- _Your task_
Turn the part of the listing between the lines holding "of the doorway" and "x=336 y=203", inclusive, into a two-column CSV with the headers text and answer. Give one row for each text and the answer that follows it, put every value in a single quoted field, and replace any line breaks with spaces.
*** Input rows ***
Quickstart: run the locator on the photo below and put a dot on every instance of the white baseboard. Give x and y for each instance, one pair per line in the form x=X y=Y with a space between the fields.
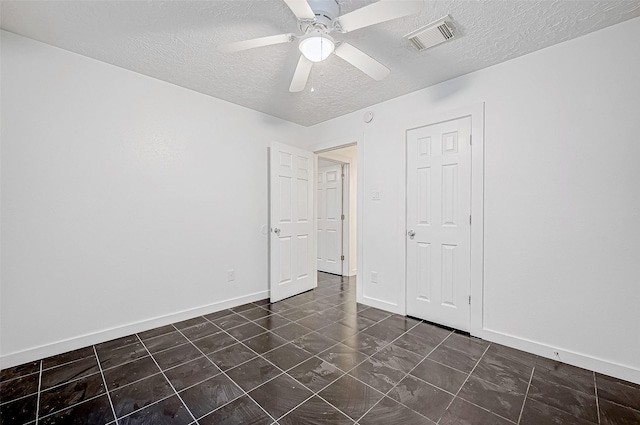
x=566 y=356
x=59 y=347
***
*** Input rows ***
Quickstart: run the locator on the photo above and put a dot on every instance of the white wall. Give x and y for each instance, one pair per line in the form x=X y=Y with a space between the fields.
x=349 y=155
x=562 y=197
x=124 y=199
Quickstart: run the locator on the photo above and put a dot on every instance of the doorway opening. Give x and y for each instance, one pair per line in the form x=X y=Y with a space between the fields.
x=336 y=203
***
*** Input rows ***
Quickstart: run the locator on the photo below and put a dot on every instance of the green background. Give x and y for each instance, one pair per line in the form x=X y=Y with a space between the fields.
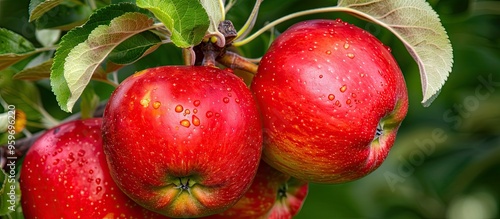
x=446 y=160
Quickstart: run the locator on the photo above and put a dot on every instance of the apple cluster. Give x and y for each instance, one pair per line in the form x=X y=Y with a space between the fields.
***
- _Exercise answer_
text,answer
"Quickstart: run the locator on the photo above and put a dot on every instance of the doorway opening. Give x and y for each instance, one pair per line in the form x=X y=Y with a space between the fields.","x=336 y=203"